■ Direction ■
Would you return the complete listing below word for word?

[Point annotation dataset records]
■ ■ ■ ■ ■

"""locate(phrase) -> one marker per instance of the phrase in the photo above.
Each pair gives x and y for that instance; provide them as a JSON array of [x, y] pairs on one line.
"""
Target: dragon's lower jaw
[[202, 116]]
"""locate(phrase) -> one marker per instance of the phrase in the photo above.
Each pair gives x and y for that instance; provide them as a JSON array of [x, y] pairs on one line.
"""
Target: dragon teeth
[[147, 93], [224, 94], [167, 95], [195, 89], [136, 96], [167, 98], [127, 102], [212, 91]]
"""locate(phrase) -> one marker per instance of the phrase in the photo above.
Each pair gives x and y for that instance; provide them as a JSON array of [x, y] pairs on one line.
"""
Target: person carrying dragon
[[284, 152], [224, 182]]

■ ■ ■ ■ ■

■ Result below ■
"""locate(phrase) -> one marker per instance of the phrase in the photo above.
Each pair gives x and y for that instance; provide them as a JSON array of [x, y] pairs on one line.
"""
Target: dragon's lower jaw
[[202, 116]]
"""locate(phrase) -> one marker per instance of the phrase in the photo above.
Each pair gives x and y for that instance; provide them as a JSON array of [x, y] pairs on one line.
"""
Target: dragon teeth
[[147, 93], [224, 94], [167, 95], [195, 89], [136, 96], [167, 98], [127, 102], [212, 91]]
"""locate(phrase) -> one marker per instance of the phrase in the photo above.
Each pair gives x and y for that instance; provide them as a JSON array of [x, y] pairs on one line.
"""
Target: person carrying dragon
[[284, 152], [224, 182]]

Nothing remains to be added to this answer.